Task input below:

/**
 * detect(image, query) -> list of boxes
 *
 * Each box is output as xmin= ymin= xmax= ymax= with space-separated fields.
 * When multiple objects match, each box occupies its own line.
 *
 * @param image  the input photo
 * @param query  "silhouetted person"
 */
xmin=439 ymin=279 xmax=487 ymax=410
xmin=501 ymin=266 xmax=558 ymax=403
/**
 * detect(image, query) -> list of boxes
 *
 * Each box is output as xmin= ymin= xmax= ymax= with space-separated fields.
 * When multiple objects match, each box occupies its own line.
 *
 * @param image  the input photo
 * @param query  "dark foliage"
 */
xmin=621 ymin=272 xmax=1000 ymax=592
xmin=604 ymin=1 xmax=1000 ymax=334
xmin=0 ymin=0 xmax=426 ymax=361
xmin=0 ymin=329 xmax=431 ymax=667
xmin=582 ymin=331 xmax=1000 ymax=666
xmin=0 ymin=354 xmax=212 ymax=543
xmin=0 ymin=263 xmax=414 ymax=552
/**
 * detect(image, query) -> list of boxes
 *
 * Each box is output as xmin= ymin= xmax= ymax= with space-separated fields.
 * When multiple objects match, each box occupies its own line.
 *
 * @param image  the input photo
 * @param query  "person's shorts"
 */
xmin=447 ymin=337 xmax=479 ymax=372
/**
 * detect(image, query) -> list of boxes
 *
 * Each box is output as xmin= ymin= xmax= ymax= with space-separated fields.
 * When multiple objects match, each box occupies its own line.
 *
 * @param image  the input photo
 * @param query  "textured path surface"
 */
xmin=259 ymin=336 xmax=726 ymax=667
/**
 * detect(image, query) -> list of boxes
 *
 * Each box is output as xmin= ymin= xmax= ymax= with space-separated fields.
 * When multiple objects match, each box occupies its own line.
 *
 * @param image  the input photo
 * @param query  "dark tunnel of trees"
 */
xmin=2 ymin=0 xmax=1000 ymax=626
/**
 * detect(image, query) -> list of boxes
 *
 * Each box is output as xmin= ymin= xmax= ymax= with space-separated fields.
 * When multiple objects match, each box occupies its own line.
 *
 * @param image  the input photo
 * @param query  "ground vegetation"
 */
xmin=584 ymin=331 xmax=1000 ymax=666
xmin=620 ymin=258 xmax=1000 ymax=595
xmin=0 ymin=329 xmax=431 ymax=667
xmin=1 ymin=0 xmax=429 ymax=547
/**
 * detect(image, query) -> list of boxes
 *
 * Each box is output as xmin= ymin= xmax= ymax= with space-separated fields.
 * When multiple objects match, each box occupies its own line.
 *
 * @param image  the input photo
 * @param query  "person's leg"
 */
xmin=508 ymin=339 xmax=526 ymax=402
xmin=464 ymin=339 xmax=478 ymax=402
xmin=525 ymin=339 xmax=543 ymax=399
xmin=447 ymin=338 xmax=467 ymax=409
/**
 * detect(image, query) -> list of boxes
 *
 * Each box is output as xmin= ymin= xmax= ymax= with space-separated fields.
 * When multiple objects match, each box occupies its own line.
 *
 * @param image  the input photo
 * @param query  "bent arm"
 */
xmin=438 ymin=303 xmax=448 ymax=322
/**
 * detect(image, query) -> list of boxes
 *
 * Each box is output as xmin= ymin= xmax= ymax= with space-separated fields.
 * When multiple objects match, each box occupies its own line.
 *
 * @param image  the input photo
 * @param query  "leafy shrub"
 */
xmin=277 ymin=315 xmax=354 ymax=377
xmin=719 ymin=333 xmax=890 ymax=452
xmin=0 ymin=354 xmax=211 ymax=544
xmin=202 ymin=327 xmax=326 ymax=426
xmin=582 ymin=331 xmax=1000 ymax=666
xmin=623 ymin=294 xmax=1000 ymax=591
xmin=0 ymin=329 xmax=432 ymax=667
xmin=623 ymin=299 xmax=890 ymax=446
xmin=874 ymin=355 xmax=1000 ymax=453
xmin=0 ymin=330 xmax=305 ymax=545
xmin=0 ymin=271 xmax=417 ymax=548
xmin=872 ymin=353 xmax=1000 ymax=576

End of Task input.
Task input below:

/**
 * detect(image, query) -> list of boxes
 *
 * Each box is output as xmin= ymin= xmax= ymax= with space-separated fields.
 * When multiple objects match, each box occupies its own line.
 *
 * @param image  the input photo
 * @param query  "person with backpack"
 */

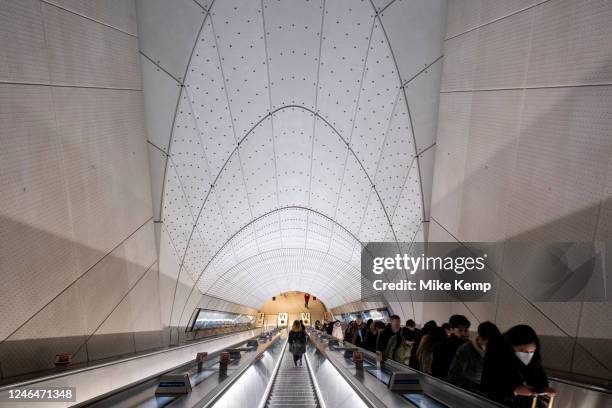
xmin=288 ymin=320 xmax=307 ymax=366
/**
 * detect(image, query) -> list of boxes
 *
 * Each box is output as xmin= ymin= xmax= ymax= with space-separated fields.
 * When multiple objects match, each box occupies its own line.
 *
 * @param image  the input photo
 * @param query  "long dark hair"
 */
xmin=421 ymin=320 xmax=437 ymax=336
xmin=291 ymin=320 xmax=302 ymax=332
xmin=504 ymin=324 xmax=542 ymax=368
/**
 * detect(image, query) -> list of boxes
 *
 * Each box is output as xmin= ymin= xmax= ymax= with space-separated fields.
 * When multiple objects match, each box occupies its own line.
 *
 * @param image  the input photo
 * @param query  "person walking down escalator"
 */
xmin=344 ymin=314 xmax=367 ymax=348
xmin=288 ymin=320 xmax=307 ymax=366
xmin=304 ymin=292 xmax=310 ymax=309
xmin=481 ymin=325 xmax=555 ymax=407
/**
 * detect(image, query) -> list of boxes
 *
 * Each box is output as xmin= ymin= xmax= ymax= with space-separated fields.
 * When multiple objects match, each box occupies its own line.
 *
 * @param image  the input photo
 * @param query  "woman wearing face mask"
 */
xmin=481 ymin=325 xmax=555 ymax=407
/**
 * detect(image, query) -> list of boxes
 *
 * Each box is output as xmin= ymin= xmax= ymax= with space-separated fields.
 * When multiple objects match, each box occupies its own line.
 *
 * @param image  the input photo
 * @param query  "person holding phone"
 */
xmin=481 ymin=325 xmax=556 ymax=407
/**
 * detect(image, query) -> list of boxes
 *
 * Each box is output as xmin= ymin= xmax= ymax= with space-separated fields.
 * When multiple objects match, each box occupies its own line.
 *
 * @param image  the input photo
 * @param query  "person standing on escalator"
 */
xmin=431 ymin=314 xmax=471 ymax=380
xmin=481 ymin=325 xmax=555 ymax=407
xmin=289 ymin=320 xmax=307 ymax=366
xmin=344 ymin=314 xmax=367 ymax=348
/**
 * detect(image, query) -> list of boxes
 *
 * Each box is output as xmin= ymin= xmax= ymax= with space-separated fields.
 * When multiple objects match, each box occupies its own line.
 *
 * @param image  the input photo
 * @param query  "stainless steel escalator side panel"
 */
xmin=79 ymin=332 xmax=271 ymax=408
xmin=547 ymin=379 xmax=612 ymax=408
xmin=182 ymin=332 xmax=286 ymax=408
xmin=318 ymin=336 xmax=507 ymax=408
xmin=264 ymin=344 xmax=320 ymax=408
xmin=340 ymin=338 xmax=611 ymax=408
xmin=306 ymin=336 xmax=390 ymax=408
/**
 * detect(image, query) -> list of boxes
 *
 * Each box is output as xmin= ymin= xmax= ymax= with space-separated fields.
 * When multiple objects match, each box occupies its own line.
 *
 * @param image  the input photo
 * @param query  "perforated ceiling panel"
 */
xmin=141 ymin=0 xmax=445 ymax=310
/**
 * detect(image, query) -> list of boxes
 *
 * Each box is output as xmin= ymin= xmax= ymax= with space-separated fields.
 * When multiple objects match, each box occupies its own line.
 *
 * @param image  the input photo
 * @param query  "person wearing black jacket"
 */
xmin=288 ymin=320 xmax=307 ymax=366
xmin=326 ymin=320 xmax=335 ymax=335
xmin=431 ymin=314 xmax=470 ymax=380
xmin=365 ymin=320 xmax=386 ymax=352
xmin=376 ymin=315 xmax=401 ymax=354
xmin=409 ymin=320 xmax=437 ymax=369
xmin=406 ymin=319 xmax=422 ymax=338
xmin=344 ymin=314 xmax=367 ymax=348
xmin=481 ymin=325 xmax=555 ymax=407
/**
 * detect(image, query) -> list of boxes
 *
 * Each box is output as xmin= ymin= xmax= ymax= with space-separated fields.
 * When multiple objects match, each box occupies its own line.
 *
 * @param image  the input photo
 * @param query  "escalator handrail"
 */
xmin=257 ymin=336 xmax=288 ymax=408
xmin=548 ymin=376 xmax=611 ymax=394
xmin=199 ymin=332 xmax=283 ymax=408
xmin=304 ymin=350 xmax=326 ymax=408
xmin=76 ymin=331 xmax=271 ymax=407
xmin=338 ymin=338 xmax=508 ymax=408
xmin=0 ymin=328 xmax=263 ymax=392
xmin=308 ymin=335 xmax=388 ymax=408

End of Task input.
Task input below:

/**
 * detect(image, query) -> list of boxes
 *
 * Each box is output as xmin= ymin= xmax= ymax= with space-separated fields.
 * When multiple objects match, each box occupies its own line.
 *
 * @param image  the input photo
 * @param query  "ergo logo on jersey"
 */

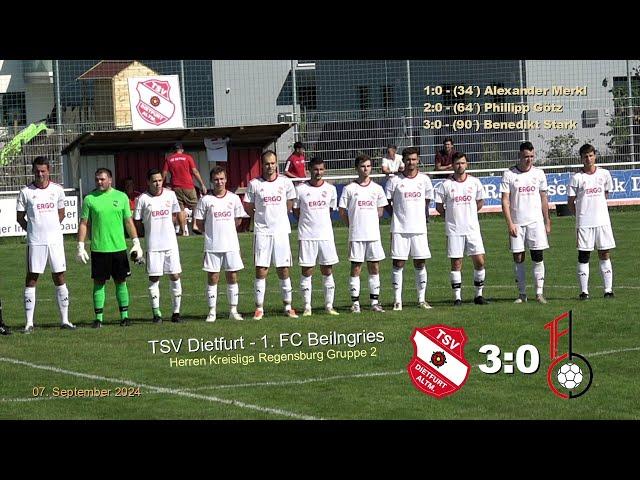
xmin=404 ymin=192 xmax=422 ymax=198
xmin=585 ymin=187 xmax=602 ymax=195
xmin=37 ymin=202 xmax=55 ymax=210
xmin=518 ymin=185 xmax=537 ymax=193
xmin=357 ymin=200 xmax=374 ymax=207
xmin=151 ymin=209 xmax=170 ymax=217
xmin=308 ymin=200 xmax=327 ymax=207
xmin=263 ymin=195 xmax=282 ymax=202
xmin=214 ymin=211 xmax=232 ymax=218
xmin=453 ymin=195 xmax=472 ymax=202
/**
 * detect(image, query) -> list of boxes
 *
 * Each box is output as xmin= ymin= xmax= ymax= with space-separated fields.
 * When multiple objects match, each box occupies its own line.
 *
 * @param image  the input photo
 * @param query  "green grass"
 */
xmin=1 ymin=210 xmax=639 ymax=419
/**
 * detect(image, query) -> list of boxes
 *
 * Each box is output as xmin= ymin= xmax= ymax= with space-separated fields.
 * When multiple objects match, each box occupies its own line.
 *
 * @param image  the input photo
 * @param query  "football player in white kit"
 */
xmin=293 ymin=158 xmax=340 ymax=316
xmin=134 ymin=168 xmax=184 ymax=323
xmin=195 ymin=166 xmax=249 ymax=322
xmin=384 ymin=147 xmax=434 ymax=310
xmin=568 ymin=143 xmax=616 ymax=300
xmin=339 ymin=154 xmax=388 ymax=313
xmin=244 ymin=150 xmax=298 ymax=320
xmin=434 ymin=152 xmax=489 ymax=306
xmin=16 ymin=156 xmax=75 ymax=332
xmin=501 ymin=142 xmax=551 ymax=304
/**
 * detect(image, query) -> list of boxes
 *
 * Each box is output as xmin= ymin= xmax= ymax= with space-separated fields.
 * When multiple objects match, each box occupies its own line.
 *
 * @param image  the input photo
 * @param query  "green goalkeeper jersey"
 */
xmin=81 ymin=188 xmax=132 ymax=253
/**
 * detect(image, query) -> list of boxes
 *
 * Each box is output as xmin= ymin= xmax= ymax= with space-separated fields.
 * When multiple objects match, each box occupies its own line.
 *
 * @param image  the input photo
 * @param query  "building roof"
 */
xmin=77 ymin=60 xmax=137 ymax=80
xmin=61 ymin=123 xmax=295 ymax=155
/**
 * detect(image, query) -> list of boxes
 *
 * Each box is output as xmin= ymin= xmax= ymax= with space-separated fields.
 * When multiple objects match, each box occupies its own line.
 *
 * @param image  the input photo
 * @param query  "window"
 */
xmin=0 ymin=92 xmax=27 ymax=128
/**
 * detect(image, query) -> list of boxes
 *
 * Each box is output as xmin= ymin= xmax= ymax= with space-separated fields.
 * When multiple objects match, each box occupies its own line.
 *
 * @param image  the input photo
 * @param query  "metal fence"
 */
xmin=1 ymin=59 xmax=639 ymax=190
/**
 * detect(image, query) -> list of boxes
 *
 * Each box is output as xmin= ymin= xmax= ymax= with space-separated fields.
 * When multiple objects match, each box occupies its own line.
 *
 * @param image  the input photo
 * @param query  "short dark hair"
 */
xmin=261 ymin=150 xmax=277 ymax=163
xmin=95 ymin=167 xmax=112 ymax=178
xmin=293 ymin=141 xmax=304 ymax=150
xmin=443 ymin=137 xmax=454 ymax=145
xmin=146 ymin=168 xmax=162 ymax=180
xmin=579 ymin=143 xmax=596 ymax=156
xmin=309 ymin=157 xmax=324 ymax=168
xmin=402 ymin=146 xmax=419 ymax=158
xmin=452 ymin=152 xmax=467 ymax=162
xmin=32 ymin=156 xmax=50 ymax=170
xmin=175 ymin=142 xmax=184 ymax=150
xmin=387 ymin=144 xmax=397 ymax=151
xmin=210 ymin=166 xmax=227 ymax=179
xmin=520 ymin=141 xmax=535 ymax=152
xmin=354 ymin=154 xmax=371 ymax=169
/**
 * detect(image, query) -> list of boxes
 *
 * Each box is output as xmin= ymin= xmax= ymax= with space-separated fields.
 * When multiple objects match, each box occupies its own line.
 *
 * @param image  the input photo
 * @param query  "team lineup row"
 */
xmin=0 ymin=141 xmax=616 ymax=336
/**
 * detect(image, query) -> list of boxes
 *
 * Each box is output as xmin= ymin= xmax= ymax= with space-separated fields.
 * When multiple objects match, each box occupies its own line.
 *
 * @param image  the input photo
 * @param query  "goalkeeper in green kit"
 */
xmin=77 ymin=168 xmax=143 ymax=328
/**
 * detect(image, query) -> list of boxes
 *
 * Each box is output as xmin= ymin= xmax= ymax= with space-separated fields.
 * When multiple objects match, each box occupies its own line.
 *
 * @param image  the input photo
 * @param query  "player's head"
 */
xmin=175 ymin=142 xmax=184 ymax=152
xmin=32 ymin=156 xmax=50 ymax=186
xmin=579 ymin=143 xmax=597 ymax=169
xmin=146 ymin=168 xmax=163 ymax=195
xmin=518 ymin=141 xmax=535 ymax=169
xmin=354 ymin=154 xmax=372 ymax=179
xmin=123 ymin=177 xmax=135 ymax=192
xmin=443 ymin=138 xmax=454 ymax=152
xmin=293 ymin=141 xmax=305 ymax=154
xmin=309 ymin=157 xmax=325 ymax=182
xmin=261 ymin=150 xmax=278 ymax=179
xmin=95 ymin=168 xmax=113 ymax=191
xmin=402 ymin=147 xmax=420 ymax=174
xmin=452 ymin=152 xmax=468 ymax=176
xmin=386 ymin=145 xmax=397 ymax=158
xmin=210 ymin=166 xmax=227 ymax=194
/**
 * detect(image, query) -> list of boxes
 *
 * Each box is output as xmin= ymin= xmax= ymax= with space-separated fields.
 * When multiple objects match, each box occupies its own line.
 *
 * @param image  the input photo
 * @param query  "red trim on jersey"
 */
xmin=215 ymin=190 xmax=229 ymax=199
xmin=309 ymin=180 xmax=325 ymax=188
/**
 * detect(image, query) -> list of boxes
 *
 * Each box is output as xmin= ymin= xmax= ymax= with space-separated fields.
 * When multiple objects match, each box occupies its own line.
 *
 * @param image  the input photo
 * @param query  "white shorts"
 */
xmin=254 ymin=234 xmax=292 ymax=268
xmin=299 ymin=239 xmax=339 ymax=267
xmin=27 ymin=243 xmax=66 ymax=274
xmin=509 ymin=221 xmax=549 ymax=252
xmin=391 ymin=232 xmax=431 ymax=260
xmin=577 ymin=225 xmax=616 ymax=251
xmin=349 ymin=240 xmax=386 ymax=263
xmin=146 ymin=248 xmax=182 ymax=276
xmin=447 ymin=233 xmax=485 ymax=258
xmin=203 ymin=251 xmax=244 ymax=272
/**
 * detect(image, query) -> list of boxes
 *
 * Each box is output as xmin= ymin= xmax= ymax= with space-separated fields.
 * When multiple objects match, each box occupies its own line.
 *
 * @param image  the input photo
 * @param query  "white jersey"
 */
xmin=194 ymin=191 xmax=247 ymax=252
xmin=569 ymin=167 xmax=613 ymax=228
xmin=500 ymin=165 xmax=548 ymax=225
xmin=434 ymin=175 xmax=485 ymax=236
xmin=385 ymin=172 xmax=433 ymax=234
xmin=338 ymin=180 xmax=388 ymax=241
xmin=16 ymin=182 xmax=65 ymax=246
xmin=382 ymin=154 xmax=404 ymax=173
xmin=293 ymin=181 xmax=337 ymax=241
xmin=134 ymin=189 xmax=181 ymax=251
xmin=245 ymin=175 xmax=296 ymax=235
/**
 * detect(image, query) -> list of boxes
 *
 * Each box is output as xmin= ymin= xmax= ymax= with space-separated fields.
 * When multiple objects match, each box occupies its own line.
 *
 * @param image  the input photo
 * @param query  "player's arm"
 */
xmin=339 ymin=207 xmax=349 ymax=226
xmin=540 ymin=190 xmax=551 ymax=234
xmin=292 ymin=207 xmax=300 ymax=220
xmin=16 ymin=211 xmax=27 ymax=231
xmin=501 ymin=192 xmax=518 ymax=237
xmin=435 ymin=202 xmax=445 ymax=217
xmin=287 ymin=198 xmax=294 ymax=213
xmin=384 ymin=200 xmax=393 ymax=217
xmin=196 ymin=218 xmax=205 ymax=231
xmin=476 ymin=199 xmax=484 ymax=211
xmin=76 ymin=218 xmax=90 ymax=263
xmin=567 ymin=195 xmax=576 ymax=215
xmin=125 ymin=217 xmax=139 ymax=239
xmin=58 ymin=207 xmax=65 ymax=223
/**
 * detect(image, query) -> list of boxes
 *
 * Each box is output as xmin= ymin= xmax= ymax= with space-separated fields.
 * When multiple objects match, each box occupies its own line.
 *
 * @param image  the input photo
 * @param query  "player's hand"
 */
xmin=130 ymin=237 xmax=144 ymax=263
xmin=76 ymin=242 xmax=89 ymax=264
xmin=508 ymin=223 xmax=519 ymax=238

End of Task input.

Work instruction: A single figure is all that is needed: the number of lines above that contain the string "person".

Response below: 8